• THE EXERCISE
Count the lines in the records below that contain the word "sandal", and reply with that number alone.

• PROVIDED DATA
----
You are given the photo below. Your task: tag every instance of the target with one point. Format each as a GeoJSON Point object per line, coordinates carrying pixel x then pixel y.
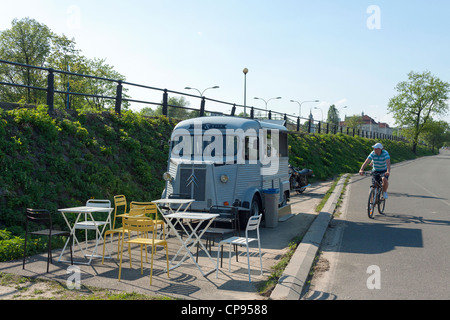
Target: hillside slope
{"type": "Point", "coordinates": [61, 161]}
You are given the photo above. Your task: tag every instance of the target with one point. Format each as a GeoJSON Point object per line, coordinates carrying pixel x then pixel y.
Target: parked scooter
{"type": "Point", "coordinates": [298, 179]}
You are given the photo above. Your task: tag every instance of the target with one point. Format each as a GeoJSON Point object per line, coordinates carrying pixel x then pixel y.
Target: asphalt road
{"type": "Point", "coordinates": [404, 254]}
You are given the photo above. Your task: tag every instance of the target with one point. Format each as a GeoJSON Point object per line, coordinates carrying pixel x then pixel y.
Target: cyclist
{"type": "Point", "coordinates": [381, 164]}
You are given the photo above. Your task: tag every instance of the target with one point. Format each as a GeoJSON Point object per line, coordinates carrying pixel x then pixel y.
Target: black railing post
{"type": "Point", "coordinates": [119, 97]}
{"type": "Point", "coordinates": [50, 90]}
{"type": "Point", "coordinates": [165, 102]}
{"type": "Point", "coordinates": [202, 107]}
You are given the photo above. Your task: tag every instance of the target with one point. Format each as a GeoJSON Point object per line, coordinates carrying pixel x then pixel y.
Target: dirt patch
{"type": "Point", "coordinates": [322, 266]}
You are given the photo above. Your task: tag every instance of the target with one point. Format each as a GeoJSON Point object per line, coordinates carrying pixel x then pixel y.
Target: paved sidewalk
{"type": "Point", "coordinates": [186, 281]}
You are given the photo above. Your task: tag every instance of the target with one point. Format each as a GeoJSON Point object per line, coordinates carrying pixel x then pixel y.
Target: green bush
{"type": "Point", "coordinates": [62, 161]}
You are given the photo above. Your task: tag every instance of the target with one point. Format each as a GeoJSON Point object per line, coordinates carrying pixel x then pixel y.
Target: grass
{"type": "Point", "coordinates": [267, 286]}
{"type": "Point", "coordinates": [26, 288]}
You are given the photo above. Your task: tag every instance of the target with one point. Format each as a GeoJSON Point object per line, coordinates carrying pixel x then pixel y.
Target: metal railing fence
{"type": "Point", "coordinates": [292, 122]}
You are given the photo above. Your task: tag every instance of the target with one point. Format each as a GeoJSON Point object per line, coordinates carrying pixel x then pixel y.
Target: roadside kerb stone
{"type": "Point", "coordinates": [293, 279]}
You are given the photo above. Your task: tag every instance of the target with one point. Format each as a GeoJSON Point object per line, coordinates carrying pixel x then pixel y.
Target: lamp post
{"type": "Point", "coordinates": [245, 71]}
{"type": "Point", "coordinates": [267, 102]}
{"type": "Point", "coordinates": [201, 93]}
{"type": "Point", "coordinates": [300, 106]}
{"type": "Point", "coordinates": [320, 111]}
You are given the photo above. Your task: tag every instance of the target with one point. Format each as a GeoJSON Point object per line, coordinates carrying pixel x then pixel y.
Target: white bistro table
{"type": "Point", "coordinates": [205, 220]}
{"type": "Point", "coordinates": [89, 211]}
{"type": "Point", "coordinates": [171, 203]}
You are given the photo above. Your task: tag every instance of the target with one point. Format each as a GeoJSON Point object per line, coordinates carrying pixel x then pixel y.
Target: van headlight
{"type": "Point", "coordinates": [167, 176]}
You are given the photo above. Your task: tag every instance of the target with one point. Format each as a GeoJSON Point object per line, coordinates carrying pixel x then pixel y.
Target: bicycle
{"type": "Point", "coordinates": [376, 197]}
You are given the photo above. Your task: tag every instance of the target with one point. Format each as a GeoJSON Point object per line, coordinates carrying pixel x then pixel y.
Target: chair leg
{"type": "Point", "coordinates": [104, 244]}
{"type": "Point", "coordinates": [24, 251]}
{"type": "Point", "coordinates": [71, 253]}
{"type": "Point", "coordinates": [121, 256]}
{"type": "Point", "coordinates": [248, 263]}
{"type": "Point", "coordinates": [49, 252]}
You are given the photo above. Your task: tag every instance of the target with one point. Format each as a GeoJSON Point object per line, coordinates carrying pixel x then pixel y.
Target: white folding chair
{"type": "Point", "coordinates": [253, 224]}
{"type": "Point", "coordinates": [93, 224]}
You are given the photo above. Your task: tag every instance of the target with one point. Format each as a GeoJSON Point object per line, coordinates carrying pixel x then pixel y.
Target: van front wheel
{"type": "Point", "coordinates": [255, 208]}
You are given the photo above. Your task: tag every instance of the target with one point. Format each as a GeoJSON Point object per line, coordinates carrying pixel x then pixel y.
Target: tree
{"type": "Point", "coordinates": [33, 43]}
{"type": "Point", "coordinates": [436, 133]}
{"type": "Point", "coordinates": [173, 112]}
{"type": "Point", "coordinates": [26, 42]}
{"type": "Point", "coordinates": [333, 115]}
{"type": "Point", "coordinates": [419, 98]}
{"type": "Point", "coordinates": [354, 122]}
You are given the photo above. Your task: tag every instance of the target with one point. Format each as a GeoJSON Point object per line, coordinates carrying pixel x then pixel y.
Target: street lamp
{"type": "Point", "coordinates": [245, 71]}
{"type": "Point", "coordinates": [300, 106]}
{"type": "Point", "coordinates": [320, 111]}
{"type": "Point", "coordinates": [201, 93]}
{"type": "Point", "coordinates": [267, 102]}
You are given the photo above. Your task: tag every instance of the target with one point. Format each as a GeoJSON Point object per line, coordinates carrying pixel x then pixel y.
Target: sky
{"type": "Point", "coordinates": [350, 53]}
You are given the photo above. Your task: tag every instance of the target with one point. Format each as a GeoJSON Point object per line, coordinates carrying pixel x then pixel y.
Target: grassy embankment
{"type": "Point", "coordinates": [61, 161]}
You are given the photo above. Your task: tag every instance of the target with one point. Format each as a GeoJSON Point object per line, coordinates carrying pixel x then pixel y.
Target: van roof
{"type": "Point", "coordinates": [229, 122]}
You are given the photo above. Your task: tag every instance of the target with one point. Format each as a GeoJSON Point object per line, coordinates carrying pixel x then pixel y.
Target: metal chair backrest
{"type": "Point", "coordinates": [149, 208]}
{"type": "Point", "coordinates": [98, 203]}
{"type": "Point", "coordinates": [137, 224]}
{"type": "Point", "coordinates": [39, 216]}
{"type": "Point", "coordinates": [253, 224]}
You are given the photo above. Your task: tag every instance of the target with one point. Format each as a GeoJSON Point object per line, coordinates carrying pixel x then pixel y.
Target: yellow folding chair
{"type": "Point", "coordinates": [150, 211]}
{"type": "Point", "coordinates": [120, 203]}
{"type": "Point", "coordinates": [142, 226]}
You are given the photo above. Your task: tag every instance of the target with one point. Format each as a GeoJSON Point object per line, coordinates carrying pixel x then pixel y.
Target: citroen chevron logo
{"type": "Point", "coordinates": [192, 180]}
----
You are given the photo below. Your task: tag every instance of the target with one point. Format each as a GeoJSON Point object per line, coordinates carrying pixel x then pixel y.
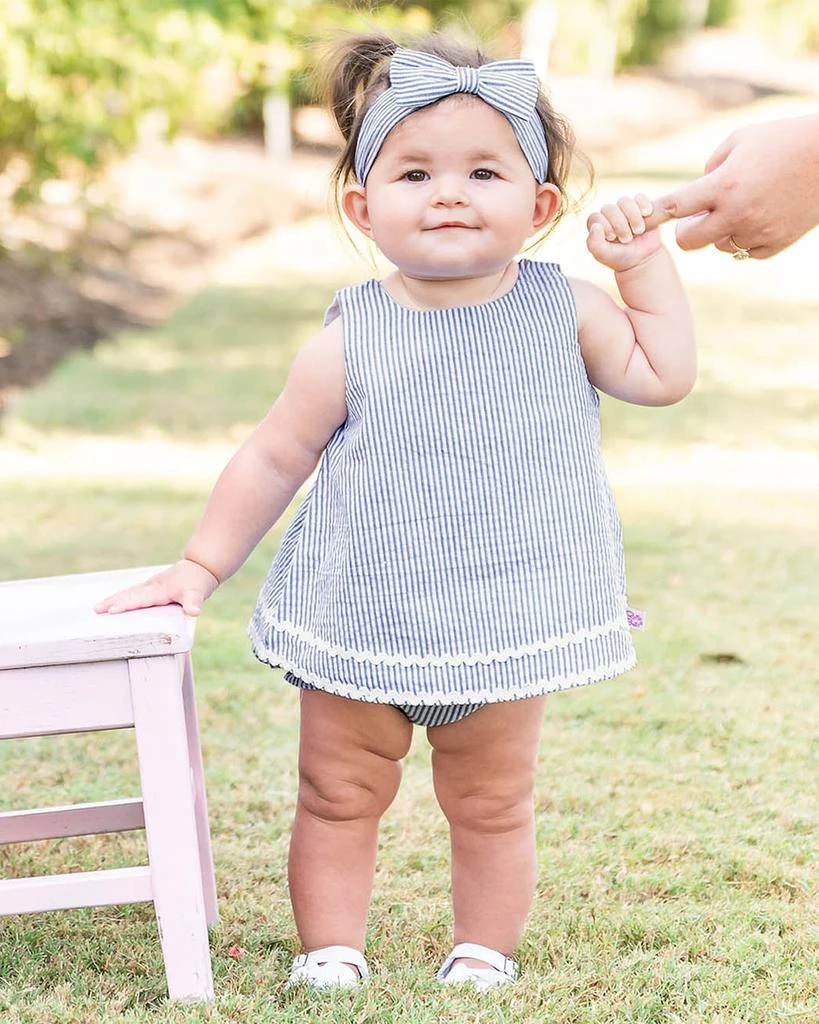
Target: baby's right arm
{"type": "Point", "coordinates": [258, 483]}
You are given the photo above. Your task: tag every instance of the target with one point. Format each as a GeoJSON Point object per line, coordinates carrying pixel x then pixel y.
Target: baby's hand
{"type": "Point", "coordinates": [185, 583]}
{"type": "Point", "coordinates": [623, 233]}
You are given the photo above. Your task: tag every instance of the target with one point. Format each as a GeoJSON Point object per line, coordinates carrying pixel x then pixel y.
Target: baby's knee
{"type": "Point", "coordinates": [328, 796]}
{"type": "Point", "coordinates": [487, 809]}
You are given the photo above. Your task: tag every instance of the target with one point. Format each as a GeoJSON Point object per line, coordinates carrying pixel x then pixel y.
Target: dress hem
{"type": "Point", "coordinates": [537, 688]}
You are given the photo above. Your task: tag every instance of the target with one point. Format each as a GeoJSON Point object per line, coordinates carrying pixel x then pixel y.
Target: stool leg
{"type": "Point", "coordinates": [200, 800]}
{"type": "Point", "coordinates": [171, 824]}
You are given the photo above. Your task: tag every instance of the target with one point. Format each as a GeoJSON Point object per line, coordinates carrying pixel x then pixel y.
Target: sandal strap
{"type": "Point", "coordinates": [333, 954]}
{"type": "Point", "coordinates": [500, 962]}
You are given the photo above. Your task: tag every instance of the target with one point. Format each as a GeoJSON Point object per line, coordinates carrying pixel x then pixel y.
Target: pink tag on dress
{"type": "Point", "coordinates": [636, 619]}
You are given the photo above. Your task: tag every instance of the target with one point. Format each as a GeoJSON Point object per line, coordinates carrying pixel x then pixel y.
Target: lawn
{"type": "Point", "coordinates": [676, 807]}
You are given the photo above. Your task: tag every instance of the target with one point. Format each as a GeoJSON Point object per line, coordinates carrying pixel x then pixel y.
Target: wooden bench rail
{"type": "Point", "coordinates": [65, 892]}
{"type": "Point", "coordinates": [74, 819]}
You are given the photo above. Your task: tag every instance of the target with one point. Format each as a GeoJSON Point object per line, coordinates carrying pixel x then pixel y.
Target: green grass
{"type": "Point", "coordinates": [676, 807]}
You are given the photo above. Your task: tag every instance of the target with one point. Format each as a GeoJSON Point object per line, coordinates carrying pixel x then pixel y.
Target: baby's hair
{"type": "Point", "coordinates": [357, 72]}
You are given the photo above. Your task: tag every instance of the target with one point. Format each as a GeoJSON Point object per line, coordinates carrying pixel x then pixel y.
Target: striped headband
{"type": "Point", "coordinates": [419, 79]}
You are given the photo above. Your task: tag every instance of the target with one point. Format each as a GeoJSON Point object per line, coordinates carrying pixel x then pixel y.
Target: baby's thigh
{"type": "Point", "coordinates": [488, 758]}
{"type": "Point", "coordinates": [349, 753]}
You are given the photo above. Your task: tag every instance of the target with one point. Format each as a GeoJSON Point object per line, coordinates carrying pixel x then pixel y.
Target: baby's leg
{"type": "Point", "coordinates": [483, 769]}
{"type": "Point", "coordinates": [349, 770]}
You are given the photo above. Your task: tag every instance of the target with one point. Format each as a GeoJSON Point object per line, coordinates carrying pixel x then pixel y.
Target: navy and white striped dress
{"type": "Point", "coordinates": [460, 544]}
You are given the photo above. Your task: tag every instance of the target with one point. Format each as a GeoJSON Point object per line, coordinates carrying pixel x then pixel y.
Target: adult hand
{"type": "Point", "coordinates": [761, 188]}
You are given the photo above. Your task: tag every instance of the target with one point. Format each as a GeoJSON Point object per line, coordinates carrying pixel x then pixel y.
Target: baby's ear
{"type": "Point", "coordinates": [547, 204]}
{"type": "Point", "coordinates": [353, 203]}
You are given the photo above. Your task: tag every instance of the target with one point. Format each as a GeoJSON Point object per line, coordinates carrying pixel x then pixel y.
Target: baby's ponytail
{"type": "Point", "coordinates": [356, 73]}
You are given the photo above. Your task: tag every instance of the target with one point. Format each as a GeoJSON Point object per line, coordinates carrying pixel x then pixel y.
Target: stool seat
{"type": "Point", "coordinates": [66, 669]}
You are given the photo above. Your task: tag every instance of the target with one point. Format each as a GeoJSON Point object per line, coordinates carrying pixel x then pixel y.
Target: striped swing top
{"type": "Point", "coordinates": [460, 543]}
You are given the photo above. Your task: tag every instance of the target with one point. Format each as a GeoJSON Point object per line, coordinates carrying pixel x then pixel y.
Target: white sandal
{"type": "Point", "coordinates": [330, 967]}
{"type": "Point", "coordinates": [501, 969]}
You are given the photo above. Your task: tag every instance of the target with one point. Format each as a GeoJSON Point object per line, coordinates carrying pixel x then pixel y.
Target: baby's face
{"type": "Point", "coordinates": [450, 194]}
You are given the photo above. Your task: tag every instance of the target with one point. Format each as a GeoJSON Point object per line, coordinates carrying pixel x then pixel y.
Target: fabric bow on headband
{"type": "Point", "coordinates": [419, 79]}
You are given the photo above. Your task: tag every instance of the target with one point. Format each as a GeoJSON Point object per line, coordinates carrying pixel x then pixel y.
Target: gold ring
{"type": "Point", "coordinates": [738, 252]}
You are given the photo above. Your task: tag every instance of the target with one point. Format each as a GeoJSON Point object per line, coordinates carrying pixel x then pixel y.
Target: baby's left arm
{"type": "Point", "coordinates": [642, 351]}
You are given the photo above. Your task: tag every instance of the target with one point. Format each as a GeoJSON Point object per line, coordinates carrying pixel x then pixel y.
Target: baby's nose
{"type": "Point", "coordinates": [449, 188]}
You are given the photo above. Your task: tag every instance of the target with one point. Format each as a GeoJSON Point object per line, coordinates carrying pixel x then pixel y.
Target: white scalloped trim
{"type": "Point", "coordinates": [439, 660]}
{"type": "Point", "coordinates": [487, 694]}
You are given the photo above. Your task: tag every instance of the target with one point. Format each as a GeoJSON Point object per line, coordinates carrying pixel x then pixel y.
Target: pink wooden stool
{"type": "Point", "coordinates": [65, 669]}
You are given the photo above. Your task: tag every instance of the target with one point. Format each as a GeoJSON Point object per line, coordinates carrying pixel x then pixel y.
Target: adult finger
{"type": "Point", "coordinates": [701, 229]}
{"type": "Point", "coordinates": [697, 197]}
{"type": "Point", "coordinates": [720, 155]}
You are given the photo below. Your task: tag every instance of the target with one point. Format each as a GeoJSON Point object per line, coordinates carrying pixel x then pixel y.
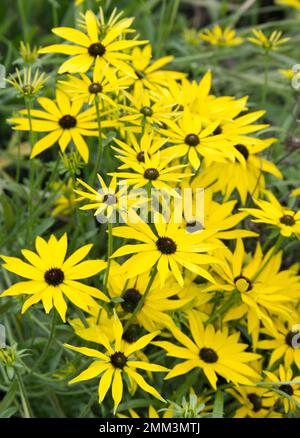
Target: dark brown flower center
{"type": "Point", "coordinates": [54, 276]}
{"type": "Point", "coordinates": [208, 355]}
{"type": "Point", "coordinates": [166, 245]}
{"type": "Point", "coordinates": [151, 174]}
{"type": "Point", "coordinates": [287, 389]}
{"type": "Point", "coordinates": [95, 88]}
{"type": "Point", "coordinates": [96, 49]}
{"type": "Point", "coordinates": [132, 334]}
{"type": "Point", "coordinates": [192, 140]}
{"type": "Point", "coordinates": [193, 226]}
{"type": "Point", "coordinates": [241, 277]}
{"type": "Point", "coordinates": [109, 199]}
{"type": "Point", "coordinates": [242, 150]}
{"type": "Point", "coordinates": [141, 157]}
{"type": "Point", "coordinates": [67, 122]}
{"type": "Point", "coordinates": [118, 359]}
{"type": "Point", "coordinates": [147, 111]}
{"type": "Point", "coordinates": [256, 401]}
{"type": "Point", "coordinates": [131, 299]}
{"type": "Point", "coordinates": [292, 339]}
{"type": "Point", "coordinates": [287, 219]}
----
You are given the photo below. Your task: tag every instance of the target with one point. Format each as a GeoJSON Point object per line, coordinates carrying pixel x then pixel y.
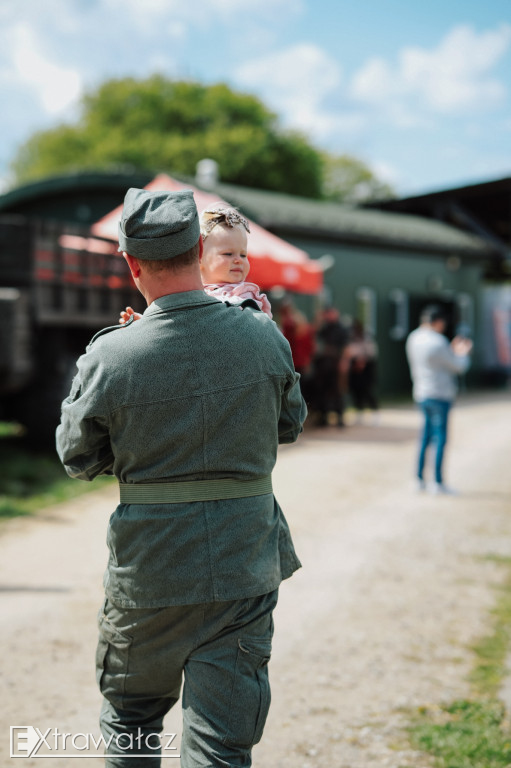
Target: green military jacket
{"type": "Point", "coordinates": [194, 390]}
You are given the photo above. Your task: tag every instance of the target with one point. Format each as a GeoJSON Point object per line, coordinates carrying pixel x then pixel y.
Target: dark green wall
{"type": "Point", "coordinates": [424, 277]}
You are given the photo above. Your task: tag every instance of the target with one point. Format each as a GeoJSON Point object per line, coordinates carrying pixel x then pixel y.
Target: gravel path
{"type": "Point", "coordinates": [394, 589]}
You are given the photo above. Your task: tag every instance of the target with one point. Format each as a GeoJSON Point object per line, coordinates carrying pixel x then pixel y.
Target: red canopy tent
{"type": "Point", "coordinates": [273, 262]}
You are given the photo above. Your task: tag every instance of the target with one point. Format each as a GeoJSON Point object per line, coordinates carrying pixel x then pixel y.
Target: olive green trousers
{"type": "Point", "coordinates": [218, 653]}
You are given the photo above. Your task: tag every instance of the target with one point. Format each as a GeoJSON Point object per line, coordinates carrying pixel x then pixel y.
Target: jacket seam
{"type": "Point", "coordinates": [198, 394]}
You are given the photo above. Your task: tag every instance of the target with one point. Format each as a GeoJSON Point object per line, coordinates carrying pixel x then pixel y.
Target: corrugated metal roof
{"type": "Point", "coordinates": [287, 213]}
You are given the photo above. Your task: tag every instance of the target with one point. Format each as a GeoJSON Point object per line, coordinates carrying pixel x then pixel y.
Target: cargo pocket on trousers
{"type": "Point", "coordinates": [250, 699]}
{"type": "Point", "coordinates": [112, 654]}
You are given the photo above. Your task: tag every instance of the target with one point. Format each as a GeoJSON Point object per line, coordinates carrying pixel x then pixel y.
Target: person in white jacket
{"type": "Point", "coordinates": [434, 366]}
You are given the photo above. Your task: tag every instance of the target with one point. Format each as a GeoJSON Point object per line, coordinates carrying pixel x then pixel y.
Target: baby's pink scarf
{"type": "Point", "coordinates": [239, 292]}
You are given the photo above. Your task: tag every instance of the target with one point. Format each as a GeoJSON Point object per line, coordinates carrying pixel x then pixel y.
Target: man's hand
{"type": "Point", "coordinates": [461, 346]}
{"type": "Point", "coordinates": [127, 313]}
----
• EXERCISE RESPONSE
2